Stated goal 1
Render the stretch of rows from the line containing "such as <point>273,45</point>" through the line containing "<point>289,416</point>" as a JSON list of strings, one string per line, leaving out blank lines.

Text shown
I followed the directions exactly on rehydrating it, everything was set up by the book... called yeast company and he concluded that the yeast I had was probably bad.... I purchased them from a beer/wine store that is not to interested in the wine side of the business so thinking the yeast was sitting on the shelf for quite a while. Had this experience prior to finding this forum.. you guys are lifesavers... well, at least wine savers.


----------



## Wade E (Nov 15, 2008)

Doing the starter will tell you if the yeast is viable and thats a good reason to do it and start the starter before even starting the batch of wine(mead) and then panicking after 2-3 days.


----------



## RkyMtnWine (Nov 15, 2008)

Hey George... bring that yeast up here this weekend so I can get started.. you can taste test all my wines.. Thanks for the info wade.. getting antsy though.. nothin to do with the wine right now.. Although I am working on the wine rack. Strawberry will be ready to lay down to sleep soon.


----------



## Wade E (Nov 15, 2008)

Better plan on making lots of racks, trust me!


----------



## RkyMtnWine (Nov 15, 2008)

LMAO hey I learned that means "laughingmy _ _ _ off" Here is the beginning of my wine rack.. I am sure you will be impressed.


10' x 4" pvc/insulated.. makes 15 8" long cubby holes












and this is where it will be going. Veggies will be going in the linen closet. Do ya think I need permission for that move? May be able to get three rows on each shelf. width is 34". I need a new house.


----------



## RkyMtnWine (Nov 15, 2008)

should be able to get 45 bottles in that cabinet.. Isnt it ironic how I started a mead thread and now I should be in the wine rack area. funny how that happens


----------



## Wade E (Nov 15, 2008)

Unless you drink a lot you better Plan on more then that judging by what I see happening already on the floor and on top of that cabinet and like me you are already itching to feed the monster! A very addicting hobby huh! Thats why i have 616 bottles in the cellar sleeping, 87 bottles in the wine making area waiting for labels and shrink wraps, a batch bulk aging, 2 kits and the makings of my infamous Black Currant on the way here! Good Lord, help me!


----------



## RkyMtnWine (Nov 15, 2008)

Thats whats a little unusual about this hobby for me... I dont drink. Well, super cold beer in the dead heat of summer.. only one though. Causes a little difficulty when tasting to see how its going... I dont know good from bad... yet. Have to rely on wine drinking friends to come over and give me a thumbs up or down.Yeah... darn.Only being able to store 45 bottles in the cabinet.. right now I have enough for 60 bottles in thesecondaries. Now I am going to be making mead.. another 10 bottles. Geeze*Edited by: RkyMtnWine *


----------



## Wade E (Nov 15, 2008)

You dont drink wine at all???????????????????????????????????????????????????????????????????????????????


----------



## RkyMtnWine (Nov 15, 2008)

communion at church.. Last time was 1967 Ft Devens, Ma. Got wasted on thunderbird .... but I will learn by association.*Edited by: RkyMtnWine *


----------



## Wade E (Nov 15, 2008)

Position annotation rows
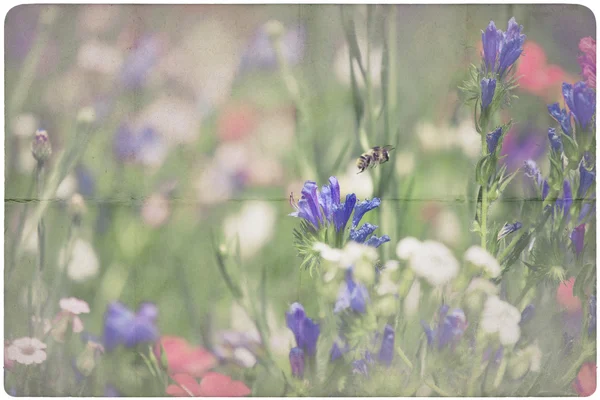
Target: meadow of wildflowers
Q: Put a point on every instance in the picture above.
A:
(184, 216)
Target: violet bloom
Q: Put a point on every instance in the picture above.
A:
(511, 46)
(323, 207)
(581, 101)
(386, 352)
(586, 179)
(587, 61)
(260, 54)
(561, 116)
(577, 238)
(122, 326)
(492, 139)
(488, 87)
(450, 329)
(305, 330)
(352, 295)
(555, 141)
(297, 362)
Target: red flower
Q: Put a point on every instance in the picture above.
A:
(536, 76)
(212, 385)
(585, 383)
(182, 358)
(587, 61)
(564, 296)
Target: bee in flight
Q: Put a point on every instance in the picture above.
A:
(377, 155)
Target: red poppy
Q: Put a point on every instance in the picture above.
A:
(183, 358)
(536, 76)
(212, 385)
(565, 297)
(585, 383)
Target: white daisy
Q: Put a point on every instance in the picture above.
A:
(501, 317)
(27, 351)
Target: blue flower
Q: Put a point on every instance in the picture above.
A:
(527, 314)
(511, 46)
(450, 329)
(507, 229)
(492, 139)
(297, 362)
(122, 326)
(386, 352)
(564, 203)
(555, 141)
(362, 208)
(581, 101)
(352, 295)
(586, 179)
(488, 87)
(305, 330)
(562, 117)
(491, 39)
(577, 237)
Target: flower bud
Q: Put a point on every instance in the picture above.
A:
(297, 362)
(40, 146)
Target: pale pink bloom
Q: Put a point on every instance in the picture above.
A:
(27, 351)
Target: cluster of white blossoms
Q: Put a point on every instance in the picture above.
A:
(502, 318)
(430, 260)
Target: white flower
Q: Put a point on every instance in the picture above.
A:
(501, 317)
(83, 263)
(430, 260)
(481, 258)
(253, 225)
(74, 306)
(27, 351)
(407, 247)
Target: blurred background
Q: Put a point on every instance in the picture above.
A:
(195, 137)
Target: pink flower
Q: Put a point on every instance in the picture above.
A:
(212, 385)
(587, 61)
(585, 382)
(69, 316)
(182, 358)
(536, 76)
(564, 296)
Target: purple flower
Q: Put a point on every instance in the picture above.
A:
(492, 139)
(488, 87)
(386, 352)
(561, 116)
(555, 141)
(260, 54)
(305, 330)
(362, 208)
(577, 238)
(450, 329)
(491, 40)
(122, 326)
(297, 362)
(564, 203)
(511, 46)
(352, 295)
(581, 101)
(586, 179)
(527, 314)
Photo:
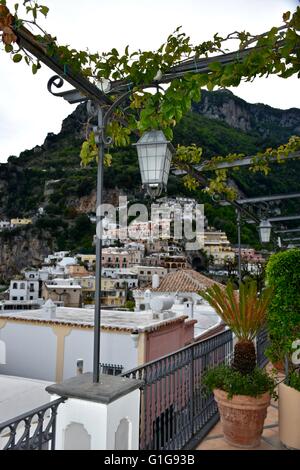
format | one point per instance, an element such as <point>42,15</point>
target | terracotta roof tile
<point>185,280</point>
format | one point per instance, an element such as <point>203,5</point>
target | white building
<point>182,289</point>
<point>127,275</point>
<point>4,224</point>
<point>46,344</point>
<point>24,290</point>
<point>56,257</point>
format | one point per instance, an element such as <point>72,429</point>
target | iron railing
<point>175,412</point>
<point>262,342</point>
<point>34,430</point>
<point>111,369</point>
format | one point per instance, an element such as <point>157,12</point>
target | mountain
<point>50,176</point>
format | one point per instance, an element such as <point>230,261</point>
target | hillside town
<point>149,229</point>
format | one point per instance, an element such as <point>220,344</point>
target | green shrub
<point>233,382</point>
<point>283,275</point>
<point>294,380</point>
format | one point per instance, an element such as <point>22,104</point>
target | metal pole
<point>239,245</point>
<point>96,362</point>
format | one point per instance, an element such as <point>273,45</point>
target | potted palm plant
<point>283,275</point>
<point>242,390</point>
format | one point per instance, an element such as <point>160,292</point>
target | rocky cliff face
<point>237,113</point>
<point>50,176</point>
<point>24,249</point>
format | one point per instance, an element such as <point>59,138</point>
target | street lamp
<point>265,229</point>
<point>155,156</point>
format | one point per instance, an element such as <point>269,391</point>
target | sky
<point>28,111</point>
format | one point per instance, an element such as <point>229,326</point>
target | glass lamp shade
<point>155,156</point>
<point>265,228</point>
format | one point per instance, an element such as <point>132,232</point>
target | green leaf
<point>44,10</point>
<point>17,58</point>
<point>9,48</point>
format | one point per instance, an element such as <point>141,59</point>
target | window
<point>111,369</point>
<point>163,428</point>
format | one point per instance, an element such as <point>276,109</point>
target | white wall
<point>30,351</point>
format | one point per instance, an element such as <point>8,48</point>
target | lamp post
<point>155,155</point>
<point>265,229</point>
<point>238,214</point>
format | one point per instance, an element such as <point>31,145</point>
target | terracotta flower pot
<point>242,418</point>
<point>289,416</point>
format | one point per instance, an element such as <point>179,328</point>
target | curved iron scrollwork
<point>31,431</point>
<point>57,82</point>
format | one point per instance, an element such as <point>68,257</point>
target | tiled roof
<point>185,280</point>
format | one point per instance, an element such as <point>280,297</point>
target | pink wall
<point>169,339</point>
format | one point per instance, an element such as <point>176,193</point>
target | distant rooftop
<point>84,318</point>
<point>185,280</point>
<point>19,395</point>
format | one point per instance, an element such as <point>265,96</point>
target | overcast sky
<point>28,112</point>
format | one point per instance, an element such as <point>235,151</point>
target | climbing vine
<point>275,51</point>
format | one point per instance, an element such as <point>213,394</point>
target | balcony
<point>175,413</point>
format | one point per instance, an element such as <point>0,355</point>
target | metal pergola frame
<point>83,91</point>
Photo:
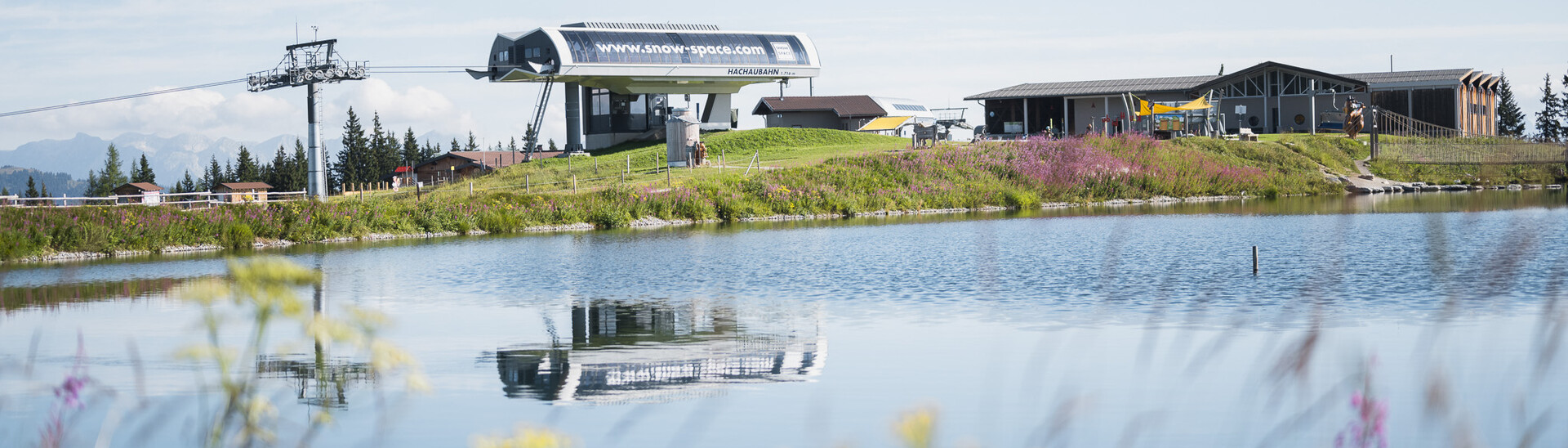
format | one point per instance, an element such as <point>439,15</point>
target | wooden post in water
<point>1254,260</point>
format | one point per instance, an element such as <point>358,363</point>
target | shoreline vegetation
<point>809,173</point>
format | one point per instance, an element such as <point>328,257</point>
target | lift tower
<point>308,65</point>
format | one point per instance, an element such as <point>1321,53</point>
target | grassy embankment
<point>811,173</point>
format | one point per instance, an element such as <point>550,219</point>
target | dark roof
<point>247,186</point>
<point>1274,65</point>
<point>1413,76</point>
<point>141,186</point>
<point>491,159</point>
<point>844,105</point>
<point>1097,87</point>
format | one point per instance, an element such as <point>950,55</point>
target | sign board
<point>648,47</point>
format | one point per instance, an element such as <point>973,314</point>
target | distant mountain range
<point>168,156</point>
<point>15,181</point>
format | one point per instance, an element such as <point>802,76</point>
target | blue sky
<point>937,52</point>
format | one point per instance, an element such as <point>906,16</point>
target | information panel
<point>653,47</point>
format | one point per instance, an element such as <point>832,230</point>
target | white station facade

Stated goal 2
Summarize the forum thread above in three sentences.

Complete response 1
[
  "format | one point per instance, an element such as <point>273,45</point>",
  "target | potted palm plant",
  "<point>283,275</point>",
  "<point>242,390</point>",
  "format | one point per instance, an element such as <point>160,292</point>",
  "target | rocky cliff face",
  "<point>237,113</point>",
  "<point>50,176</point>",
  "<point>24,249</point>",
  "format | one point per instance, an element such as <point>59,138</point>",
  "target | street lamp",
  "<point>265,229</point>",
  "<point>155,156</point>",
  "format | one point per instance, an element such as <point>269,391</point>",
  "target | sky",
  "<point>28,111</point>",
  "format | one point per instance, an element such as <point>229,326</point>",
  "target | glass lamp shade",
  "<point>155,156</point>",
  "<point>265,228</point>",
  "format | one point per instance, an element such as <point>132,232</point>",
  "target | green leaf",
  "<point>44,10</point>",
  "<point>17,58</point>",
  "<point>9,48</point>",
  "format | one point per instance, an element such as <point>141,59</point>",
  "target | window",
  "<point>111,369</point>",
  "<point>163,428</point>",
  "format | one point per instance, an element such as <point>276,109</point>",
  "target | white wall",
  "<point>30,351</point>",
  "format | one point per instance, an element such as <point>8,48</point>",
  "target | lamp post",
  "<point>155,155</point>",
  "<point>265,229</point>",
  "<point>238,214</point>",
  "format | one point per instance, an element such as <point>31,145</point>",
  "target | terracotta flower pot",
  "<point>242,418</point>",
  "<point>289,416</point>"
]

Complete response 2
After a yeast company concluded that a poster's yeast was probably bad, Wade E recommends making a starter first to check whether the yeast is viable. RkyMtnWine shows the start of a wine rack made from 10' x 4" PVC and a cabinet that should hold 45 bottles. Wade E warns that more storage will be needed and mentions 616 bottles sleeping in the cellar, and RkyMtnWine reveals not drinking wine and relying on wine-drinking friends to judge the results.